### CONSIGNE
Recopiez, s'il vous plaît, le passage du texte sur la TVA qui commence aux mots « Pour Xavier Bertrand, la » et s'arrête après « de mai 2019 ? », en substituant « taxe sur la valeur ajoutée » à « TVA ».

Pour Xavier Bertrand, la France peut tout à fait supprimer la TVA sur des produits de première nécessité.
Dernière modification : 17 juin 2022
Auteur : Vincent Couronne
Source : RTL, 14 mars 2019
Supprimer la TVA pour les produits de base est interdit par la directive de 2006. Il faudrait pour cela parvenir à convaincre le Parlement européen et les États membres de l’Union à modifier cette directive. Un débat pour les européennes de mai 2019 ?
L’idée de la suppression de la TVA sur les produits de base ou la nourriture fait un retour ces derniers jours, après avoir été reprise par Xavier Bertrand, président de la région Hauts-de-France. D’après Le Monde, l’idée se retrouve dans de « nombreuses contributions » sur la plateforme du Grand débat national. Et le Premier ministre, Édouard Philippe, avait affirmé sur France Inter que cette proposition était « juridiquement » possible, à condition, sous-entendait-il, de convaincre les partenaires européens de la France. Et c’est là que le bât blesse.
La France maîtrise ses taux de TVA, mais dans une certaine mesure seulement. Les États membres de l’Union ont en effet voulu, dès 1977, fixer des seuils planchers afin de limiter la concurrence fiscale au sein de l’Union. Aujourd’hui, et après plusieurs révisions de la directive de 1977, le taux normal doit se situer au-dessus 15 %. La France a fait le choix d’un taux à 20 %. Deux taux réduits qui ne vont pas en deçà de 5 % peuvent être appliqués, mais pour une liste bien définie de produits et services, et prévue par une directive européenne de 2006. Cette liste comprend des biens et des services de base (alimentation, eau, logement, soins médicaux, etc.), ou qui remplissent une fonction d’intérêt général ou culturel (droits d’auteurs, transports, sport, enlèvement des déchets, spectacle, etc.). Cette liste permet d’éviter que les États membres profitent des taux réduits pour là aussi se faire concurrence sur des biens ou des services qui remplissent une fonction sociale.

### DONNÉES AFFICHÉES
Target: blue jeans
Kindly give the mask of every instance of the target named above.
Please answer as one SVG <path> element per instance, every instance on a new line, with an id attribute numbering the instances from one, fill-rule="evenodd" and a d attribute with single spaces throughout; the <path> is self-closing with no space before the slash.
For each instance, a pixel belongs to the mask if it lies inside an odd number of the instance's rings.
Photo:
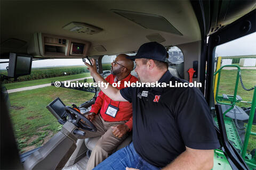
<path id="1" fill-rule="evenodd" d="M 151 165 L 141 157 L 135 151 L 133 143 L 132 142 L 124 148 L 113 154 L 96 166 L 93 170 L 125 170 L 126 167 L 140 170 L 160 169 Z"/>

### SOLUTION
Pour Xavier Bertrand, la France peut tout à fait supprimer la taxe sur la valeur ajoutée sur des produits de première nécessité.
Dernière modification : 17 juin 2022
Auteur : Vincent Couronne
Source : RTL, 14 mars 2019
Supprimer la taxe sur la valeur ajoutée pour les produits de base est interdit par la directive de 2006. Il faudrait pour cela parvenir à convaincre le Parlement européen et les États membres de l’Union à modifier cette directive. Un débat pour les européennes de mai 2019 ?